Passage shown below:

In the middle of the 2020 COVID shutdown, Seattle missed an opportunity to celebrate a remarkable achievement. With completion of the Bell Street protected bike lane and implementation of the Stay Healthy Street through the Bell Street Park, Seattle had fully connected a downtown protected bike route. For the first time, it became possible to bike all the way through the heart of downtown without needing to mix with car traffic.
Unfortunately, there was bigger news at the time, and many downtown workers were working from home. So this monumental achievement many years in the making went by without fanfare. But it’s still an incredible asset to our city, and one deserving of a belated celebration. Because there are a lot of people in our city who are not interested in mixing with cars in busy downtown traffic, and they may be very excited to learn that they no longer need to.
The protected bike route network through downtown keeps growing, with 4th Avenue now connected through Bell Street, providing a connection to City Hall. And the connection from 2nd Avenue to 5th Avenue in the International District brings the downtown network very close to the new Jose Rizal Bridge bike lanes to Beacon Hill and the Mountains to Sound Trail. The Pike Street bike lane are still missing a couple blocks near the Convention Center, but then they connect all the way to the Broadway Bikeway, which goes all the way to Yesler Terrace. It’s becoming a real network.
To highlight one example of what is now possible, I created this short video of a bike ride from Gas Works Park to Pike Place Market. The entire trip takes place on trails, protected bike lanes and very slow streets like the Bell Street Park and Pike Place. I think this route is viable for people of all ages and abilities. Think about that! This was barely a dream ten years ago. And thanks to an enormous amount of work by a lot of people, now it’s here.

End of Passage shown.

● Prompt
Please repeat the part of the Seattle bike lane post starting at "In the middle" and ending at "with car traffic.".

Dataset excerpts below:

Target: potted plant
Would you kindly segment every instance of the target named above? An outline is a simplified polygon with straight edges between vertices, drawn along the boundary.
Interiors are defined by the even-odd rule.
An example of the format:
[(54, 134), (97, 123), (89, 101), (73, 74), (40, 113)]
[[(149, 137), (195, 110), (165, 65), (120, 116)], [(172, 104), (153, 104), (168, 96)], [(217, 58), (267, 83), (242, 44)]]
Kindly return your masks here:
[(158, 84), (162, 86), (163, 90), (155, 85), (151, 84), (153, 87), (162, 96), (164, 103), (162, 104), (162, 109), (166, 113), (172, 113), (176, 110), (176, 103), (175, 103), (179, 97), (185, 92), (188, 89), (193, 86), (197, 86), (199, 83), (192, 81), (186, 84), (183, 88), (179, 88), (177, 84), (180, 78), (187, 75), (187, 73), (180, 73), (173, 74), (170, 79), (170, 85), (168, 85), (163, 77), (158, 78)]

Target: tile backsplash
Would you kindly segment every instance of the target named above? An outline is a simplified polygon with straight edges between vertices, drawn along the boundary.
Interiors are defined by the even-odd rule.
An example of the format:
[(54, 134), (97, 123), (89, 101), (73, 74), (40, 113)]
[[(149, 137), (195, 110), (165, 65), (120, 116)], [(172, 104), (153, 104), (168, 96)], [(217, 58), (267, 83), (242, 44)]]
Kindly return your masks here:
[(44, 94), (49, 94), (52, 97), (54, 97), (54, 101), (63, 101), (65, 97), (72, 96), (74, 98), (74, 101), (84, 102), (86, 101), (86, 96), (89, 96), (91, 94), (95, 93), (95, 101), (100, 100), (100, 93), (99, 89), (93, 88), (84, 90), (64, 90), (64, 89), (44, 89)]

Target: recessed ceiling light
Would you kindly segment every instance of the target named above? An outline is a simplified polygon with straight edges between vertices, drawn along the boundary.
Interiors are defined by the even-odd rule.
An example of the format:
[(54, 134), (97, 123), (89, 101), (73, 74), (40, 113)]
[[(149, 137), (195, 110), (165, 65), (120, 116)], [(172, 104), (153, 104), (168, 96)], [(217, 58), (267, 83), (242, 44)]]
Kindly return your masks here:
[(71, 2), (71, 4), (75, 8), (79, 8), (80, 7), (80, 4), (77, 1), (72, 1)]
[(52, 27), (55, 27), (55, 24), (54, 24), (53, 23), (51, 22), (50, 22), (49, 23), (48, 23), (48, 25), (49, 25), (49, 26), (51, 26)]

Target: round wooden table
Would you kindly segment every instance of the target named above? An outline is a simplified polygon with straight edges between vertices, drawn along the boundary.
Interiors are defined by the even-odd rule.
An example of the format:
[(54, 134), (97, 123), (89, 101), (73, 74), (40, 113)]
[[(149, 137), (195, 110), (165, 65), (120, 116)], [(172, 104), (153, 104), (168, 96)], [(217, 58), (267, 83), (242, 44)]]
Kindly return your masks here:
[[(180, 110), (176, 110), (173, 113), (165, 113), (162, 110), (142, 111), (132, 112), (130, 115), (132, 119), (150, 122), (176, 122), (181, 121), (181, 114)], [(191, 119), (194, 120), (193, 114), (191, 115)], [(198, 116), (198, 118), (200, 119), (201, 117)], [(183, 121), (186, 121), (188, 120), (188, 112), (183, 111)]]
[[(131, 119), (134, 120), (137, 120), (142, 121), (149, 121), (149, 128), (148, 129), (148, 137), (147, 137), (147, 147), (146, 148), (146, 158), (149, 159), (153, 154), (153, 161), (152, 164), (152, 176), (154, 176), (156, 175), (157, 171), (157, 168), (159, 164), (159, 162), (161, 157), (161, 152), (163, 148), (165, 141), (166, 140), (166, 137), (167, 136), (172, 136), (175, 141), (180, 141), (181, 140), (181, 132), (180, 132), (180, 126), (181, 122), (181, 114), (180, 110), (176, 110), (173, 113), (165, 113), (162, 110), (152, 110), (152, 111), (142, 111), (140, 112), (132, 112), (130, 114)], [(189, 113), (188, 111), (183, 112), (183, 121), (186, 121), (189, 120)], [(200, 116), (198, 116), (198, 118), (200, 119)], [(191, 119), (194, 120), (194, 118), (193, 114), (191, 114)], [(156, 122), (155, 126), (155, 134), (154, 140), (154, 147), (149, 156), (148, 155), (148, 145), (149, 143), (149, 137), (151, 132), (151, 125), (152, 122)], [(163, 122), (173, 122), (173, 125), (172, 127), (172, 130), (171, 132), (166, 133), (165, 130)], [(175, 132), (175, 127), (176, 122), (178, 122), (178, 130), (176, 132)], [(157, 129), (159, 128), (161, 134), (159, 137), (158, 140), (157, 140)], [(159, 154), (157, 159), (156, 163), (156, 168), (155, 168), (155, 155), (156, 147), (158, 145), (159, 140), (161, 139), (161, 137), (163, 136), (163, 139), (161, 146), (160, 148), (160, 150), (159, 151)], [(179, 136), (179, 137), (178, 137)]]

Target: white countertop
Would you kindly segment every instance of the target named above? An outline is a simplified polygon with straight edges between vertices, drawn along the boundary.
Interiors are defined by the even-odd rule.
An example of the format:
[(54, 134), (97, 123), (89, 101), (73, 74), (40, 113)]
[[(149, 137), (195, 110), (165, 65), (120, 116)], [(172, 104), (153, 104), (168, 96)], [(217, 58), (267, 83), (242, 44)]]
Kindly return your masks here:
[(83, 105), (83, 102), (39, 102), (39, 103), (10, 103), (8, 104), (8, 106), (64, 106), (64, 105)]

End of Dataset excerpts.

● Response to the exercise
In the middle of the 2020 COVID shutdown, Seattle missed an opportunity to celebrate a remarkable achievement. With completion of the Bell Street protected bike lane and implementation of the Stay Healthy Street through the Bell Street Park, Seattle had fully connected a downtown protected bike route. For the first time, it became possible to bike all the way through the heart of downtown without needing to mix with car traffic.